> _Job_
Return the line containing "Exercise. Spot the black jersey" and all lines after it exactly; stop at the end of the material.

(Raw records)

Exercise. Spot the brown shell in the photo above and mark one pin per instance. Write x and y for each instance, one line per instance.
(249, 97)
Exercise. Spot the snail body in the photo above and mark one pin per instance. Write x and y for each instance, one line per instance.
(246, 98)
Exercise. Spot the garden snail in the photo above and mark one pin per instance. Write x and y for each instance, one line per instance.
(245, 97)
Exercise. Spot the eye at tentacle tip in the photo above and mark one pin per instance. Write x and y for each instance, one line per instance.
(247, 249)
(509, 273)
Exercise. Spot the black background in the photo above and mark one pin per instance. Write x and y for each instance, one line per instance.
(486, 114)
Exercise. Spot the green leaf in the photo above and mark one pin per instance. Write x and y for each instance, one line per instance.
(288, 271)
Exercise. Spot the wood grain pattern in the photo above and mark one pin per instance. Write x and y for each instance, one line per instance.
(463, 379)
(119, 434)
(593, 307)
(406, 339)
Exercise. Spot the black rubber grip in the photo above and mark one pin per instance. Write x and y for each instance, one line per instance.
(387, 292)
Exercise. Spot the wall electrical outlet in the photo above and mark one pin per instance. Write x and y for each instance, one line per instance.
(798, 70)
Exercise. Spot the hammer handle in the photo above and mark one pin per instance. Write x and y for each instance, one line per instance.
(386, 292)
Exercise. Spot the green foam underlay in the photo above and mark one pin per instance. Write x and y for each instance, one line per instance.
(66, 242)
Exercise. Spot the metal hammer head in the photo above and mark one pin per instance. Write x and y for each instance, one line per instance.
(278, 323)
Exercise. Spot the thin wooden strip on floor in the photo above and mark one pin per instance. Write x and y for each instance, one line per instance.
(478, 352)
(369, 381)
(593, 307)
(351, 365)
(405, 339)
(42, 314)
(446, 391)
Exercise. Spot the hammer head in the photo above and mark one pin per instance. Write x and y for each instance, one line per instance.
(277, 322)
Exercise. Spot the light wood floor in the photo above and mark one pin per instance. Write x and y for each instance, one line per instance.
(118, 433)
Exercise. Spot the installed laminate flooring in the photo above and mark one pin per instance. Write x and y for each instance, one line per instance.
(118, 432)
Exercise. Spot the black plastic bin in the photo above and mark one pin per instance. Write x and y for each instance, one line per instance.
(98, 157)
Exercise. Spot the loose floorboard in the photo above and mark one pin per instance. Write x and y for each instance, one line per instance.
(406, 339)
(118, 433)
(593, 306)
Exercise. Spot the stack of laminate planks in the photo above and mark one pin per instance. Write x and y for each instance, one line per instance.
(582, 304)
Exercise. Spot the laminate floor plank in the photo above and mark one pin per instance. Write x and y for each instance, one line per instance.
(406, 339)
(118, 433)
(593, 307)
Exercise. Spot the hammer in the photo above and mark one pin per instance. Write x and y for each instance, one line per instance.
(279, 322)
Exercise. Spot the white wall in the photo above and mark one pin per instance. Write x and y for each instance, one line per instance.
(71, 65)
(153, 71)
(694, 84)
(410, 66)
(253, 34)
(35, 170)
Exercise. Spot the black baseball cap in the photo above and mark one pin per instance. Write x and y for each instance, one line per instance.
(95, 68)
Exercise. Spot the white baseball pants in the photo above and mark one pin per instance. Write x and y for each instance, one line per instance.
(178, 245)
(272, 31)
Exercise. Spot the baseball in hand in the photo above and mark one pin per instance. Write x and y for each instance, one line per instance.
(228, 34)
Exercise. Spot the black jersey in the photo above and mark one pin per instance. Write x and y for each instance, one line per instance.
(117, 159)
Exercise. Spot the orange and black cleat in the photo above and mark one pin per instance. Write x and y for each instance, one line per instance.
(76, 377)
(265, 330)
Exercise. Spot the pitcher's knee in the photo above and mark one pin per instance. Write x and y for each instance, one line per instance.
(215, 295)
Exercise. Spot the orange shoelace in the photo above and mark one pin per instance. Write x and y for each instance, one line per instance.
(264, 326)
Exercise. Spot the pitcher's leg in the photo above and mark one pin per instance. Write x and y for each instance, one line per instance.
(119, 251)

> _The response_
Exercise. Spot the black jersey in the photo above and mark one pin per instance. Write x and y for each instance, one line per instance.
(117, 159)
Exercise. Spot the orange and black cleat in the photo above and mark one pin per instance. Write x and y for each instance, one line per instance.
(76, 377)
(265, 330)
Exercise. Spot the pitcher's knee in the photo above and mark one pin per instance. Write x and y for each instance, one line per instance.
(215, 295)
Exercise. Spot the orange shoelace in the photo above and mark one pin per instance. Write x and y for each instance, one line per instance.
(264, 326)
Exercise. Spot the pitcher's leg in the photo above and mark one pin per instance. Write x and y for each instance, one line per instance.
(119, 251)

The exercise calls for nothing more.